Items listed in a dataset:
::::
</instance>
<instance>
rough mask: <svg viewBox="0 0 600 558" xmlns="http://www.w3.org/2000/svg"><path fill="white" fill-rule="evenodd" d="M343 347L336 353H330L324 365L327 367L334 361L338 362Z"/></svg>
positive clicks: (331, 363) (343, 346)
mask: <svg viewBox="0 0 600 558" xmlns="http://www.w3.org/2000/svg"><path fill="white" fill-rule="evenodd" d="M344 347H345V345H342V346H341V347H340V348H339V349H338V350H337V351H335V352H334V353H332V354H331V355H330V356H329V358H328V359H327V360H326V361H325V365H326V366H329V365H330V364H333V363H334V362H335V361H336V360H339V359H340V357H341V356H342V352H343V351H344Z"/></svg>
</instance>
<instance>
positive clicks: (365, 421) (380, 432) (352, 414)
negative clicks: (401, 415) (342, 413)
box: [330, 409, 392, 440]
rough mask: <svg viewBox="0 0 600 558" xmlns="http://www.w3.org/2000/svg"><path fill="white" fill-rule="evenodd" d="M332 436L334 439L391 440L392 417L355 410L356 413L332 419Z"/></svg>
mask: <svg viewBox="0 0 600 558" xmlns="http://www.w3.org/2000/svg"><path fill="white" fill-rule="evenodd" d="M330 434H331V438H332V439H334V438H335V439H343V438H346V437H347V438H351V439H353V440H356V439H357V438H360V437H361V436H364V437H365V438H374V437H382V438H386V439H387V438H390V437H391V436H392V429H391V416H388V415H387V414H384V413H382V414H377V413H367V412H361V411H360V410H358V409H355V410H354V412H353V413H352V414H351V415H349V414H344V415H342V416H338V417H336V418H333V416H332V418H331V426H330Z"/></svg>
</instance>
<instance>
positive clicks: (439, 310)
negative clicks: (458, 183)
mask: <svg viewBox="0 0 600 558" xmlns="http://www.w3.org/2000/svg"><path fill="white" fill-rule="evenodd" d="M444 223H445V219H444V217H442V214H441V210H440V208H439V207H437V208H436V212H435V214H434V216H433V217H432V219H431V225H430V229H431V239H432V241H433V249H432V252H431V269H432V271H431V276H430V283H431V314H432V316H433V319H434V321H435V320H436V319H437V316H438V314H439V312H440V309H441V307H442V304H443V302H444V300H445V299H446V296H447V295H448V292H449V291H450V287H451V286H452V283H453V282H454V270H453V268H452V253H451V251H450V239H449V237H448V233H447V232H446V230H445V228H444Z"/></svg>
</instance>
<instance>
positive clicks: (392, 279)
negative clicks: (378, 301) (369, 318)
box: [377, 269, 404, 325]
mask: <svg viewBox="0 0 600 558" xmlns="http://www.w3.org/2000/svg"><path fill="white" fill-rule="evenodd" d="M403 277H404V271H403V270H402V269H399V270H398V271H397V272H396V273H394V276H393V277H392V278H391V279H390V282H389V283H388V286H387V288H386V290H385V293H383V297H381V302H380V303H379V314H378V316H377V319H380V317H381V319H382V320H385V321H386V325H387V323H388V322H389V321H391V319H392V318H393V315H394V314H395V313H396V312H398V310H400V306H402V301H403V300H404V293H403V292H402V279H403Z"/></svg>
::::
* Required work *
Count how many lines of the material above contain the string "positive". Case counts. Reply with the number alone.

* Response box *
4